*** PAGE TEXT ***

Surgeons (and also some oncologists) have been accustomed to observing the unavoidable progression of the disease in what was originally locally advanced cancer and have been reluctant to acknowledge the benefits of a conservative operative approach despite the very good results of primary chemotherapy. Since 1995, when our study was launched and we started to publish our data, there has been a gradual change in these attitudes, and conservative surgery following primary successful chemotherapy is now generally accepted and practiced. It goes without saying that the policy is complemented with radiotherapy where indicated and adjuvant cytotoxic and, possibly, hormonal therapy. Interestingly, only eight patients out of a total of 58 have died at 3 years after completion of the study; the other patients are alive and although this result is also encouraging and comparable to the experience of others, it will take some time before long-term data will be available.

*** End of PAGE TEXT ***
*** DATA FOR REVIEW ***

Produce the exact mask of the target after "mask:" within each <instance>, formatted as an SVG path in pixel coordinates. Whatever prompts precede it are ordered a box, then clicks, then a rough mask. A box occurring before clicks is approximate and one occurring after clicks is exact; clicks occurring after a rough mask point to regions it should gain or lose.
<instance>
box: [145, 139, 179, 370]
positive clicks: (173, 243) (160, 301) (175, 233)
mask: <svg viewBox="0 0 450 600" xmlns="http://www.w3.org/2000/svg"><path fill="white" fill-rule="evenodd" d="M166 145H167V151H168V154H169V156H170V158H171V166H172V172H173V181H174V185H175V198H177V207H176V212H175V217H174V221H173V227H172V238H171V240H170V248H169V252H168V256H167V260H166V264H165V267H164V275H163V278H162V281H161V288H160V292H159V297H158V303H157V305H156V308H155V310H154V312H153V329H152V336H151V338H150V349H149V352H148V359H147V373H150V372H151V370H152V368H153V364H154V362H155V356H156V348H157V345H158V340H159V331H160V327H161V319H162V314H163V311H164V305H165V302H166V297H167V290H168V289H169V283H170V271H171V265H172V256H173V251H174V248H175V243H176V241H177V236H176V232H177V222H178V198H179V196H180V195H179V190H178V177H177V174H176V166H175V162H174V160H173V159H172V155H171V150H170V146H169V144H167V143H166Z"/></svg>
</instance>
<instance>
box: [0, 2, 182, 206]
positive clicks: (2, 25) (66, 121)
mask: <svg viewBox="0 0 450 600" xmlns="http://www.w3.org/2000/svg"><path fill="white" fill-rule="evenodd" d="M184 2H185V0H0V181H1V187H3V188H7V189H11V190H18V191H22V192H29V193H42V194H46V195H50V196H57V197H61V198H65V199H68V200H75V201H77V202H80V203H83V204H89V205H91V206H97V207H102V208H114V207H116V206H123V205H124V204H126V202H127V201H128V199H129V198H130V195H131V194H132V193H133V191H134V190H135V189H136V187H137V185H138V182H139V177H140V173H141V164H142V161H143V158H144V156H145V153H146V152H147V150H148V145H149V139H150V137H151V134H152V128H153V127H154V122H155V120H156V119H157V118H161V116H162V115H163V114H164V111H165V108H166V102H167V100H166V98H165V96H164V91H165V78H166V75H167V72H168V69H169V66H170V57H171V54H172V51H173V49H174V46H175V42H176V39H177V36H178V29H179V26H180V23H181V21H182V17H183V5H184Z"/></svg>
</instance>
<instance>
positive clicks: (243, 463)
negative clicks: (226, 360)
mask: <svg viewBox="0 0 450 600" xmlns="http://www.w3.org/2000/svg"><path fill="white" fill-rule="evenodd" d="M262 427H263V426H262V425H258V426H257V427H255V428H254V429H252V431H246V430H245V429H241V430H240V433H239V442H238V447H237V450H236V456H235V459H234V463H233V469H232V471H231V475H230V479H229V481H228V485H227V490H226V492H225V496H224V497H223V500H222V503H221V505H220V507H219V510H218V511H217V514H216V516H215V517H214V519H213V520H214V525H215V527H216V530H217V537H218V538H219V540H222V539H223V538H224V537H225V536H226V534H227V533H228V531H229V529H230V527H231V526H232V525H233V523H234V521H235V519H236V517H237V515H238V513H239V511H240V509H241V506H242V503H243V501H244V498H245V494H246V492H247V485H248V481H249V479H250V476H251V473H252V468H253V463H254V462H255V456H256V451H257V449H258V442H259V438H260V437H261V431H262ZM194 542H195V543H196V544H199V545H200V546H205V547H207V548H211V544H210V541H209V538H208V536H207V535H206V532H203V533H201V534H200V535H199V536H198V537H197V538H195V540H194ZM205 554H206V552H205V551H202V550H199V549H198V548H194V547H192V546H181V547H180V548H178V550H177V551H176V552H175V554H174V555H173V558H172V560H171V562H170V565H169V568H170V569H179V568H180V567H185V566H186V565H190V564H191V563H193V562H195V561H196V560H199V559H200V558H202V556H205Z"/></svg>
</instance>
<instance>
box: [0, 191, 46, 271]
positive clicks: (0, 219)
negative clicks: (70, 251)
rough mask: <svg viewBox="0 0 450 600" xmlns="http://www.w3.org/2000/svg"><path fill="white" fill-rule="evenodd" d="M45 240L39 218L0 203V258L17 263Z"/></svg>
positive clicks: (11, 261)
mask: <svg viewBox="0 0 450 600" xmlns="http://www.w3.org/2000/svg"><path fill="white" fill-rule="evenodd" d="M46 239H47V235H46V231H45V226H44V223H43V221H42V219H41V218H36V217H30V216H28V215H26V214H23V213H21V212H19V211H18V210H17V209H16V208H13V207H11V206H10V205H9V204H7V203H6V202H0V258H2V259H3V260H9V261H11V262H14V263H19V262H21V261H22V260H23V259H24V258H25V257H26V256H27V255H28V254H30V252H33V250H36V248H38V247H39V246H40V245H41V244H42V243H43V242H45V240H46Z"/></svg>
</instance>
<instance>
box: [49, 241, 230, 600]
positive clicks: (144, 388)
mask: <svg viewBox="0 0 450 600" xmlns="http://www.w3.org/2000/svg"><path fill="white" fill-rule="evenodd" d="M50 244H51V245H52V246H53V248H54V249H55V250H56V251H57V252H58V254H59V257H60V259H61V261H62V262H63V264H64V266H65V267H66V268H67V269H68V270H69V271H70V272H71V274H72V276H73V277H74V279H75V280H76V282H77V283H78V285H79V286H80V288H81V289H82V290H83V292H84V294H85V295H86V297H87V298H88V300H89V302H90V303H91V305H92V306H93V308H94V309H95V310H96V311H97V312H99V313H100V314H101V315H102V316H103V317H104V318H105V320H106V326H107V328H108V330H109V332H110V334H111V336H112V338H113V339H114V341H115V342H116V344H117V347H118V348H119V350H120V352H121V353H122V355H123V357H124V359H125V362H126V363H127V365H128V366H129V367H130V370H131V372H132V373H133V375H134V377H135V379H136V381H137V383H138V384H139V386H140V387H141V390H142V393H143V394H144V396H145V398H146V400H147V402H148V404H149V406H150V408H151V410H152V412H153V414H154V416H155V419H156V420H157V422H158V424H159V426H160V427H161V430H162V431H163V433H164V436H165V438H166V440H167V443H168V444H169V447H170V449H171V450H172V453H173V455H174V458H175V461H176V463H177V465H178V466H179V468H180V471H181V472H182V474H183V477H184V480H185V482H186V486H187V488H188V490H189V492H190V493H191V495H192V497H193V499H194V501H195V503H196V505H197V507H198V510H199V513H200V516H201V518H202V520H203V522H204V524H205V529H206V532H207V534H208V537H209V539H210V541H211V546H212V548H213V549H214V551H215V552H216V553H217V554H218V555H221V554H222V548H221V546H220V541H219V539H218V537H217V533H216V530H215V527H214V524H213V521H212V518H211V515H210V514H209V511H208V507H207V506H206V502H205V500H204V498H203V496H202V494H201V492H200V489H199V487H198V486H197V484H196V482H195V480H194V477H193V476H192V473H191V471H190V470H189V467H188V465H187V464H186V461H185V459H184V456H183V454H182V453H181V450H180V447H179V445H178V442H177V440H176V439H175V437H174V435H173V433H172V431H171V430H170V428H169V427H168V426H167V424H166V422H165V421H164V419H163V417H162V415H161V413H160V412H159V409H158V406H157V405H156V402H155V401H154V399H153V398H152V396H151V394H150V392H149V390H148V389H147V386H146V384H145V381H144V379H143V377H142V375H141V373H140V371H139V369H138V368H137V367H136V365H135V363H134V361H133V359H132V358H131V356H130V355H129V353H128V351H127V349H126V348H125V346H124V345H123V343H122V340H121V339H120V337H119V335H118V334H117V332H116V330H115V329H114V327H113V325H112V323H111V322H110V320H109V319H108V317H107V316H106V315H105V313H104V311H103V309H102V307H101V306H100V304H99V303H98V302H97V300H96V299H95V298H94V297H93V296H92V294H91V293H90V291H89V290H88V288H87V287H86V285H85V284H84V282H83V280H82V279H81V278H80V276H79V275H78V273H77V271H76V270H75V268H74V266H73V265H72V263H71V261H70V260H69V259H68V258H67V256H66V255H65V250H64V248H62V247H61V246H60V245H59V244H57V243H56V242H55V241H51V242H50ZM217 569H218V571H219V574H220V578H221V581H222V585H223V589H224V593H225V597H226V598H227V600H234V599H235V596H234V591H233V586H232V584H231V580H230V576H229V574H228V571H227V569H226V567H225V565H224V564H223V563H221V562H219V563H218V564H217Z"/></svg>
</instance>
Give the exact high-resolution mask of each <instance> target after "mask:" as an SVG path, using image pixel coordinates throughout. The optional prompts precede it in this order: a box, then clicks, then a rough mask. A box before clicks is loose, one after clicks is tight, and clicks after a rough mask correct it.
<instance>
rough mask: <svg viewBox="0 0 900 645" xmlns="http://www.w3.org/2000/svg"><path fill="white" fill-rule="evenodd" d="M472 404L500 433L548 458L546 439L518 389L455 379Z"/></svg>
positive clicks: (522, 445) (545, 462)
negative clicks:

*** End of DATA FOR REVIEW ***

* _DESCRIPTION OF THE TASK_:
Using the passage on conservative surgery after primary chemotherapy, answer these:
(a) In which year was the study launched?
(b) Which treatments does the passage say complement the policy?
(c) Out of 58 patients, how many had died at 3 years after completion of the study?

* _RESPONSE BELOW_:
(a) 1995
(b) Radiotherapy where indicated, and adjuvant cytotoxic and, possibly, hormonal therapy
(c) Eight